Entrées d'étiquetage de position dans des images
—————

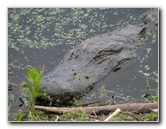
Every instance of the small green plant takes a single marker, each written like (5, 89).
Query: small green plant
(34, 86)
(153, 116)
(78, 115)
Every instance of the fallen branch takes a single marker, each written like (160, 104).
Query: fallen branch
(113, 114)
(135, 107)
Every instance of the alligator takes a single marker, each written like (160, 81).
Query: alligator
(93, 59)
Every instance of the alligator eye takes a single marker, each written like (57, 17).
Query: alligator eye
(86, 77)
(116, 69)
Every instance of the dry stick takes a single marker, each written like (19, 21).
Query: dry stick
(136, 107)
(112, 115)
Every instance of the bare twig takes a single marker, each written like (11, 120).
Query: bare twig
(136, 107)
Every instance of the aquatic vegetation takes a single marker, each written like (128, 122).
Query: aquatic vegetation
(34, 86)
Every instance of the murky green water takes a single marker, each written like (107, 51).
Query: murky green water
(38, 37)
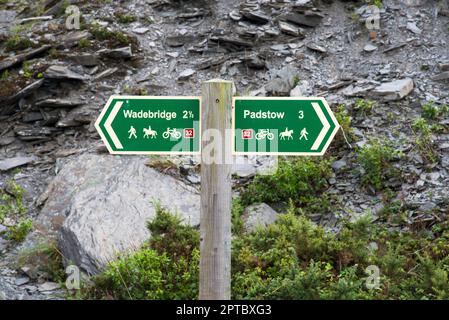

—————

**Consignes**.
Recopiez toutes les lignes des entrées sans en omettre aucune, en décalant de 144 chaque coordonnée donnée en réponse mais pas celles qui servent de modèle d'écriture. Laissez les images de côté.

**Réponse rédigée**.
Every instance of the small green plant takes a single marker, each written like (5, 89).
Query: small green plant
(178, 230)
(297, 260)
(222, 259)
Every instance of the fallen branch takes a single marker, each written like (160, 104).
Query: fallen branch
(257, 258)
(279, 251)
Every instance of the alligator takes a single marker, each written like (160, 81).
Query: alligator
(237, 203)
Every instance of the alligator eye takes a single marker, each written like (57, 17).
Query: alligator eye
(230, 221)
(260, 213)
Every instance of the dry stick takes a single marker, each written like (19, 21).
Query: dry stick
(280, 251)
(256, 259)
Every instance of the bare twig takes a single marker, each written like (11, 120).
Query: bare twig
(280, 251)
Every instance of the aquatic vegetation takes a single marker, each written like (128, 122).
Query: aquatic vegetation
(178, 230)
Every instance of the murky green water takes a single marker, each written like (107, 51).
Query: murky green water
(182, 181)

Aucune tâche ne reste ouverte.